Please lay out the material as a Markdown table with the columns Row and Material line, numbering each line and leaving out blank lines. Begin at the line that has "Mark each instance of the pink" and stop after the last line of the material.
╭─ Data rows
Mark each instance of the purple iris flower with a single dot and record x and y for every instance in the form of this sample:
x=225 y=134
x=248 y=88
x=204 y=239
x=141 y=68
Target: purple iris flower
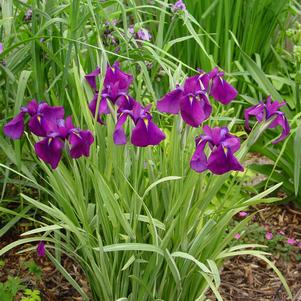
x=178 y=6
x=102 y=109
x=220 y=89
x=144 y=35
x=80 y=142
x=50 y=149
x=116 y=84
x=221 y=159
x=41 y=249
x=42 y=120
x=267 y=111
x=48 y=122
x=43 y=117
x=145 y=132
x=15 y=128
x=192 y=100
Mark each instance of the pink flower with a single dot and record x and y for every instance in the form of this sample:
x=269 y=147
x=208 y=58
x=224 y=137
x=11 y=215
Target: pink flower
x=237 y=236
x=269 y=235
x=243 y=214
x=291 y=241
╰─
• [Solution for this task]:
| Row | Material line |
|---|---|
| 1 | Mark each instance of the pink flower with a single dot and record x and y for every instance in the form of this sample: |
| 2 | x=269 y=147 |
| 3 | x=208 y=58 |
| 4 | x=224 y=137 |
| 5 | x=11 y=215 |
| 6 | Target: pink flower |
| 7 | x=237 y=236 |
| 8 | x=269 y=235 |
| 9 | x=243 y=214 |
| 10 | x=291 y=241 |